Rows:
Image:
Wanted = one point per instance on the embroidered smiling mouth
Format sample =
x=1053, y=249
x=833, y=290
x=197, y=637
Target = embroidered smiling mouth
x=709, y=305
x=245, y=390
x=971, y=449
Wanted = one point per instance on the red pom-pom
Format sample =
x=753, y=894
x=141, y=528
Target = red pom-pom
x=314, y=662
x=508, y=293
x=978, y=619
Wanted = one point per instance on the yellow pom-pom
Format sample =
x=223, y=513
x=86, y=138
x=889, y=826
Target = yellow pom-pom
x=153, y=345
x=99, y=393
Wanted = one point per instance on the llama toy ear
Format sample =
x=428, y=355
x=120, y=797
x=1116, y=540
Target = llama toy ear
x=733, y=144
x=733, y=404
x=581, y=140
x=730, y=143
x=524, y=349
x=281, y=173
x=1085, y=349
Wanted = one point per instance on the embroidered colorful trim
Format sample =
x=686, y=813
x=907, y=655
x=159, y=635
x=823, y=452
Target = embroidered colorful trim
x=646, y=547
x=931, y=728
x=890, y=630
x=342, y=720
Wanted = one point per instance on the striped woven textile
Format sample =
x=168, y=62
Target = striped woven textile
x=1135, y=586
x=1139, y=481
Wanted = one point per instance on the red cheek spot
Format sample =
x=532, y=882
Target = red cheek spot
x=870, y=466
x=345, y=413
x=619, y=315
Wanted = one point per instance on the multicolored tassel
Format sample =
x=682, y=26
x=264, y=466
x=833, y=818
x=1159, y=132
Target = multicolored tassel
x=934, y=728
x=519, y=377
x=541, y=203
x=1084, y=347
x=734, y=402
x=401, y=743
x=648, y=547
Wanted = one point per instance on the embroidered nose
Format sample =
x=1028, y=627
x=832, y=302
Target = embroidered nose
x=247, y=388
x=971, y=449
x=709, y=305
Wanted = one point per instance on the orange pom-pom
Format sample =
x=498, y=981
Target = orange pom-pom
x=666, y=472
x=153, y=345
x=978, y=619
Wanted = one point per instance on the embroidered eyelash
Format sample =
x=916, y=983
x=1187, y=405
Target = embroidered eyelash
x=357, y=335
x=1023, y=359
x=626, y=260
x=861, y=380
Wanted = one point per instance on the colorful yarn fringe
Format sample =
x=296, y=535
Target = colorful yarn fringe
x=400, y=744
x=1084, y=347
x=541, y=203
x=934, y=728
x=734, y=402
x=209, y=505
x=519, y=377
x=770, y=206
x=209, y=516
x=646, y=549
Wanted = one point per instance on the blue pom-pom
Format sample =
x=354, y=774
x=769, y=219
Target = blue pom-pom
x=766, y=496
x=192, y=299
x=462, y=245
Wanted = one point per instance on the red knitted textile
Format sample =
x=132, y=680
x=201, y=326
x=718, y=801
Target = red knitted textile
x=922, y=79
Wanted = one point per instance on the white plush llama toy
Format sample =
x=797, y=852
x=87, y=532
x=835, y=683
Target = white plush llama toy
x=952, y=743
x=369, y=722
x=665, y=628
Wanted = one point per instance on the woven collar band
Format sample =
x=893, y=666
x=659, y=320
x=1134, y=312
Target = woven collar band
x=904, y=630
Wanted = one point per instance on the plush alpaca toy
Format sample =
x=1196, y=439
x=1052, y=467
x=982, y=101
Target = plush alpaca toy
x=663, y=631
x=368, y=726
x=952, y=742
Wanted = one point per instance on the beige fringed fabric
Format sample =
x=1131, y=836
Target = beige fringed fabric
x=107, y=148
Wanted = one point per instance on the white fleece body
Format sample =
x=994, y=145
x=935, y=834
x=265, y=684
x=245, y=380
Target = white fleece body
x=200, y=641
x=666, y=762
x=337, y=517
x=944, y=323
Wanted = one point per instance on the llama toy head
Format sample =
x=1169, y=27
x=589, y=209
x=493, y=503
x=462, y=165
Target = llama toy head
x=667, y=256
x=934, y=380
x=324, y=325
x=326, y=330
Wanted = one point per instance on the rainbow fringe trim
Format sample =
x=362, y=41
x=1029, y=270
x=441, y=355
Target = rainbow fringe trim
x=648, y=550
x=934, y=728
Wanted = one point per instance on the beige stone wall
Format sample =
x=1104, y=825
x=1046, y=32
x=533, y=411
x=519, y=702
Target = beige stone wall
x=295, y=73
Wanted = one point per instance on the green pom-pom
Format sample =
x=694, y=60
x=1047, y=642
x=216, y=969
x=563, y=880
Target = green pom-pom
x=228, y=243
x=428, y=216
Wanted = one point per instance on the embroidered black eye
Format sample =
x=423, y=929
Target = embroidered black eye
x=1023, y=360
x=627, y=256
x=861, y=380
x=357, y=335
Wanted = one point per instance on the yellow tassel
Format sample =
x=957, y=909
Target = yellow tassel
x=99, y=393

---

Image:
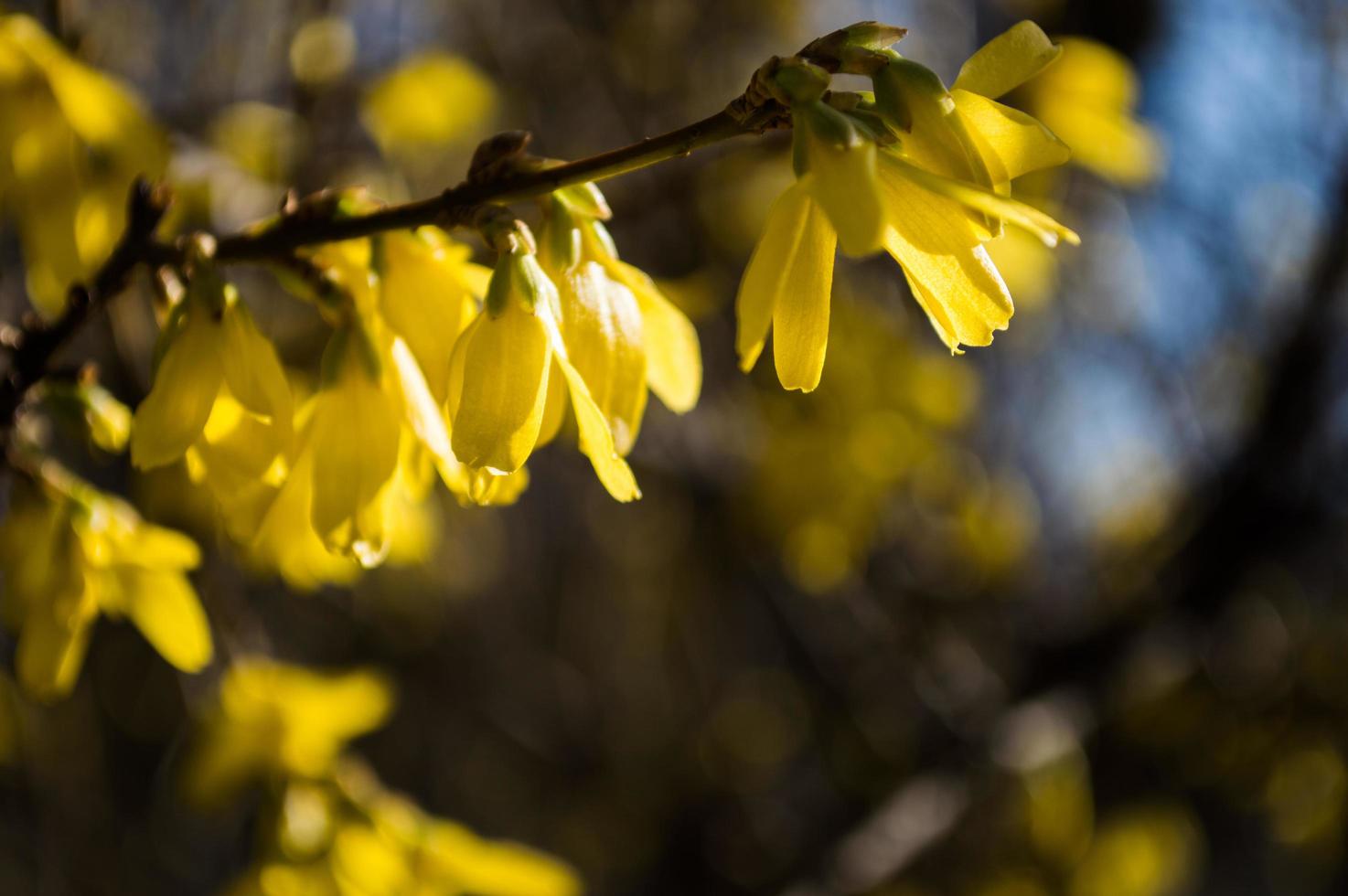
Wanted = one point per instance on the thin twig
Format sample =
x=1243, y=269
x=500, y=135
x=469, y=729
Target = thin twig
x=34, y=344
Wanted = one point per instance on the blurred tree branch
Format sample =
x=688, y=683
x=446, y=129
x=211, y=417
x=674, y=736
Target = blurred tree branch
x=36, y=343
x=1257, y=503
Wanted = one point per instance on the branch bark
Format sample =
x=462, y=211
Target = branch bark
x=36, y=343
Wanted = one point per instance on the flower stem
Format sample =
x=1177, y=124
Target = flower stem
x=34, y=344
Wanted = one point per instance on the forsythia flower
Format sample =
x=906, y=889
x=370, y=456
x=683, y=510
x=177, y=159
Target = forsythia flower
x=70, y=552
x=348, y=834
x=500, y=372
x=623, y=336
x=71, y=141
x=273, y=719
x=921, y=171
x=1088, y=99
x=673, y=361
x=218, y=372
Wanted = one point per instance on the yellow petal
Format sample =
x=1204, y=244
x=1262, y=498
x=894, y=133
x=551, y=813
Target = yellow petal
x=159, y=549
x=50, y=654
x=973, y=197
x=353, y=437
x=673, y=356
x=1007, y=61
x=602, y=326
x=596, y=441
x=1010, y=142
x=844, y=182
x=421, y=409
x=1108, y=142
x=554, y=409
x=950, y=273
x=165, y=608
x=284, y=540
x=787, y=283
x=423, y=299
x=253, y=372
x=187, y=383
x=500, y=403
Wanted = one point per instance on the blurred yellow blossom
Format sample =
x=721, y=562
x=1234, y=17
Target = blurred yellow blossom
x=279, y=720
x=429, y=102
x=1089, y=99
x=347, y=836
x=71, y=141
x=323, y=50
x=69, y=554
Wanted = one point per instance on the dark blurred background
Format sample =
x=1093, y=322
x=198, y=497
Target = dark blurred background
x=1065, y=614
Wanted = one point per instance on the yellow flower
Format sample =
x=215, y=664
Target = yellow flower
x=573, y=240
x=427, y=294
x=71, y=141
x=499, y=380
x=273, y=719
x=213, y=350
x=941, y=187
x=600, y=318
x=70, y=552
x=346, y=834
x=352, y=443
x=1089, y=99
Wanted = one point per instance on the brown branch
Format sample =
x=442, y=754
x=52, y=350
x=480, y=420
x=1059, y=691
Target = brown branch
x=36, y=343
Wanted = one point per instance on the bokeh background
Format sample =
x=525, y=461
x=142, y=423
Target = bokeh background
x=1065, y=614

What is asked:
Which lines of the records above contain the string "beige"? Pull out every one of them, treating uppercase and lowercase letters as different.

Task result:
Wanted = one point per instance on the beige fringed fabric
Target = beige fringed fabric
Wanted = one point per instance on the beige stone wall
Target = beige stone wall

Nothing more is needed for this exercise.